**Given task:** How many rows below contain the word "strap"? Give only the number.

**Task material:**

········

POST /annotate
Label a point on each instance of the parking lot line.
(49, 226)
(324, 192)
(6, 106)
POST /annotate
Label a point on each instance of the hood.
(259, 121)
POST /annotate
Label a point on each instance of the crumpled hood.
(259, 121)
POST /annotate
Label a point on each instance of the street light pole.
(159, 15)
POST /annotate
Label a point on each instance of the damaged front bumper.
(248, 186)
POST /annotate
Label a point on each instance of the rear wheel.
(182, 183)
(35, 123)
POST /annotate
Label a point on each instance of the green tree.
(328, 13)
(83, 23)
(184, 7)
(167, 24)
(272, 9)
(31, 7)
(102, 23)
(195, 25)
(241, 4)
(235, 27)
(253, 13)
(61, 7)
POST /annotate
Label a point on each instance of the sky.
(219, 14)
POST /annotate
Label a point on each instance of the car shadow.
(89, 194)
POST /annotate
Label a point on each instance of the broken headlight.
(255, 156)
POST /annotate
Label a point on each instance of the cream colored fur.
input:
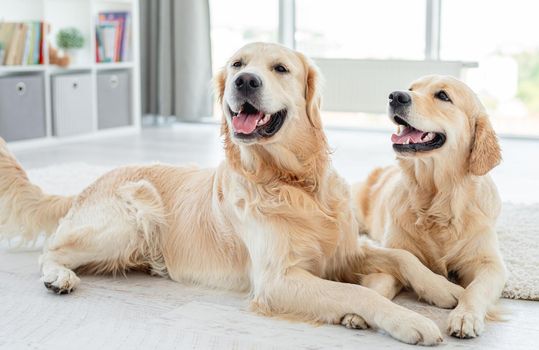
(441, 205)
(273, 219)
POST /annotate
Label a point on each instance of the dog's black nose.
(399, 98)
(248, 82)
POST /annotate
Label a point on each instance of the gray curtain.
(176, 58)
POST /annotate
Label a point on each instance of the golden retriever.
(273, 218)
(439, 202)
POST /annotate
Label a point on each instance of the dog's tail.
(25, 211)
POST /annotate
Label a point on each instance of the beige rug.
(518, 226)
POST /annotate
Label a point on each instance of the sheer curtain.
(176, 58)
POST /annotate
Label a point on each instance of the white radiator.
(354, 85)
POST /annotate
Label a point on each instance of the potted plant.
(70, 40)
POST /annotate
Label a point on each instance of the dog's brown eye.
(280, 68)
(442, 95)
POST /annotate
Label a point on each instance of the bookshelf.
(83, 15)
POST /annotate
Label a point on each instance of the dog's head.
(268, 94)
(441, 117)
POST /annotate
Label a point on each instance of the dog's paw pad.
(354, 321)
(61, 281)
(465, 325)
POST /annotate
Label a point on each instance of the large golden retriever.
(439, 202)
(273, 218)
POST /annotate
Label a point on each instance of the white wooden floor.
(143, 312)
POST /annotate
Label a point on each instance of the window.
(235, 23)
(506, 46)
(380, 29)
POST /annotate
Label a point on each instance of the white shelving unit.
(81, 14)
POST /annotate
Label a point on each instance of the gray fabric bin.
(72, 104)
(22, 107)
(113, 99)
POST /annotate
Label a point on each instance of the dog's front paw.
(61, 280)
(465, 324)
(443, 293)
(354, 321)
(413, 328)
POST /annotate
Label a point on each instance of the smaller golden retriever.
(439, 202)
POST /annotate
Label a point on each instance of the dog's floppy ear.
(312, 91)
(485, 153)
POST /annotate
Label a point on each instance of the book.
(6, 34)
(22, 43)
(113, 36)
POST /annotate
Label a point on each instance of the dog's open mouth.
(250, 122)
(410, 139)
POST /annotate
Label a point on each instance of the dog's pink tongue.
(246, 123)
(409, 135)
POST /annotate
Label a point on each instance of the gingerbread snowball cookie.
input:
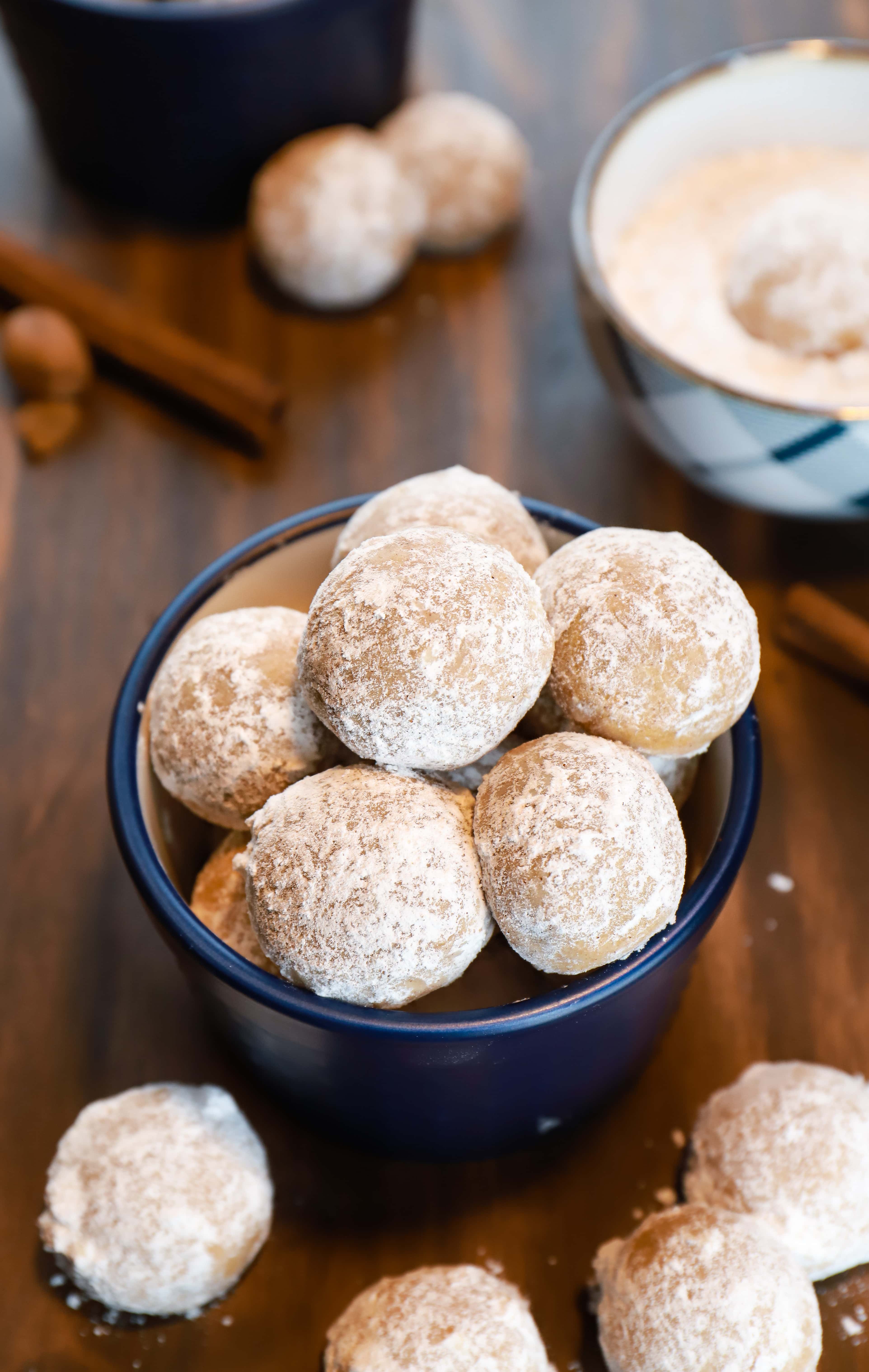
(158, 1200)
(425, 648)
(456, 499)
(581, 850)
(789, 1143)
(220, 901)
(800, 275)
(679, 774)
(458, 1319)
(655, 647)
(364, 885)
(469, 161)
(228, 722)
(701, 1290)
(334, 220)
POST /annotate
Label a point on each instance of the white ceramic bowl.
(785, 459)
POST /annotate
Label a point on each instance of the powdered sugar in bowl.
(492, 1063)
(724, 279)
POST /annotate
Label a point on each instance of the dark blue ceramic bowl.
(448, 1083)
(168, 109)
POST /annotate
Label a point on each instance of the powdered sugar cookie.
(230, 725)
(679, 774)
(158, 1200)
(657, 647)
(800, 274)
(699, 1289)
(334, 220)
(220, 901)
(425, 648)
(469, 161)
(437, 1320)
(455, 499)
(364, 885)
(581, 850)
(789, 1143)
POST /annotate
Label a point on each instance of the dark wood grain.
(478, 361)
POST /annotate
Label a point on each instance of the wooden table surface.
(477, 361)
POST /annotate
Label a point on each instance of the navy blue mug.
(168, 108)
(444, 1084)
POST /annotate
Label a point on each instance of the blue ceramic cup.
(168, 108)
(491, 1064)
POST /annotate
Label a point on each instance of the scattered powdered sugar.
(447, 1319)
(655, 645)
(425, 648)
(220, 902)
(469, 161)
(790, 1143)
(581, 850)
(778, 881)
(801, 278)
(334, 220)
(230, 725)
(364, 885)
(800, 274)
(697, 1288)
(158, 1198)
(452, 499)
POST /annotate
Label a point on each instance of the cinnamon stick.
(164, 353)
(826, 630)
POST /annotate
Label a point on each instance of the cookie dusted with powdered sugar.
(364, 885)
(334, 220)
(789, 1143)
(425, 648)
(469, 161)
(655, 647)
(455, 499)
(701, 1290)
(228, 724)
(458, 1319)
(220, 901)
(679, 774)
(158, 1200)
(581, 850)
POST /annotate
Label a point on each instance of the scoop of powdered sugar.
(790, 1143)
(455, 499)
(364, 885)
(425, 648)
(657, 647)
(158, 1198)
(228, 722)
(448, 1319)
(800, 274)
(701, 1289)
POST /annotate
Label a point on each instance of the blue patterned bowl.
(785, 459)
(503, 1057)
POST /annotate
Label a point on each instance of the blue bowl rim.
(583, 245)
(699, 905)
(186, 12)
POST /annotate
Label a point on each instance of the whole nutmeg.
(46, 355)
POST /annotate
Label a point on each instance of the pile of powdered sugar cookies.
(337, 217)
(448, 654)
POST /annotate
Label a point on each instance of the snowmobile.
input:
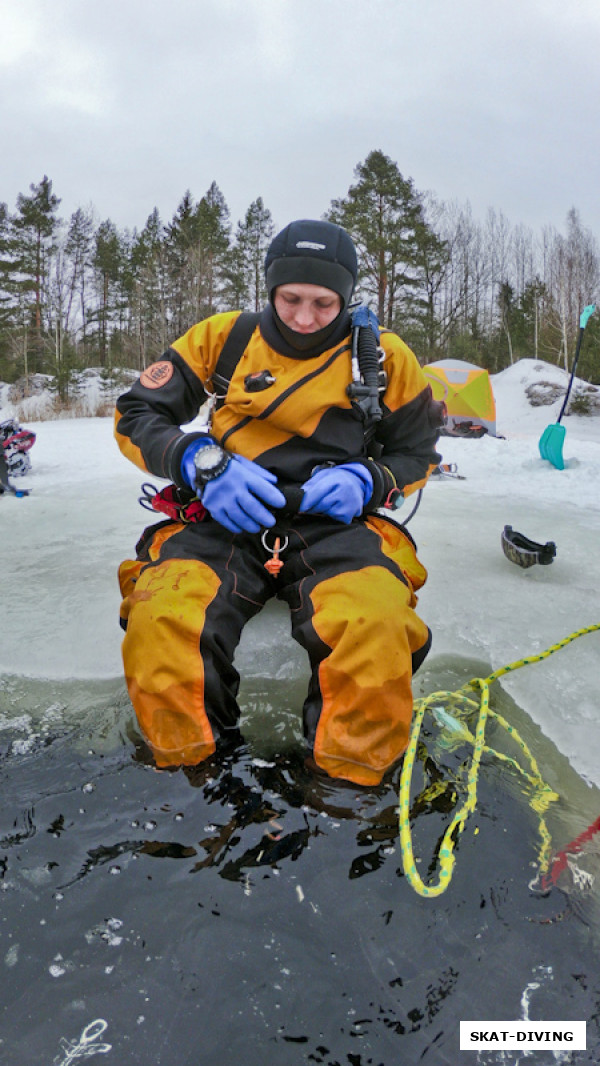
(16, 443)
(15, 461)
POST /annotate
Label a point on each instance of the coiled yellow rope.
(542, 795)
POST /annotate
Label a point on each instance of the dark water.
(248, 913)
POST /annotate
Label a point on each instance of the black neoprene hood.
(312, 253)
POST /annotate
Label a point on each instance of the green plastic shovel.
(553, 436)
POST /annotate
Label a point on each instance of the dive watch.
(210, 462)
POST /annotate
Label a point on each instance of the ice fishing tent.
(466, 390)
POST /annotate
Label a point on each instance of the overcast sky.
(127, 103)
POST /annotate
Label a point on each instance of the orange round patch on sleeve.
(157, 375)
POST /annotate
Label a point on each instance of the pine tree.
(107, 262)
(34, 226)
(384, 214)
(253, 238)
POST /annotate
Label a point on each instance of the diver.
(288, 493)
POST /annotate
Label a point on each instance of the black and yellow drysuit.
(351, 588)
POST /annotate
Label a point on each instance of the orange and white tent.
(466, 390)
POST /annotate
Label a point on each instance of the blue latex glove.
(238, 497)
(188, 468)
(340, 491)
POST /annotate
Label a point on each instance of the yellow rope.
(542, 794)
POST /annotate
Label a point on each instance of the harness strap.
(232, 352)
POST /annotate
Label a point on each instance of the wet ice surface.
(247, 911)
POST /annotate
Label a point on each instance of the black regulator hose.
(366, 393)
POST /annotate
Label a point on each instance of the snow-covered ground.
(62, 545)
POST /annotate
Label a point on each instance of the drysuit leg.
(185, 602)
(356, 617)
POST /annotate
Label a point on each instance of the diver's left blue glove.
(340, 491)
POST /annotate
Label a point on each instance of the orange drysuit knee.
(351, 591)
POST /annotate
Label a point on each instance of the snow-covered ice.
(62, 545)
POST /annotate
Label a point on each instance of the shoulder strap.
(232, 352)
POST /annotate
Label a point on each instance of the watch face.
(209, 457)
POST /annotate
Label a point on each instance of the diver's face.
(306, 308)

········

**Exercise response:** 2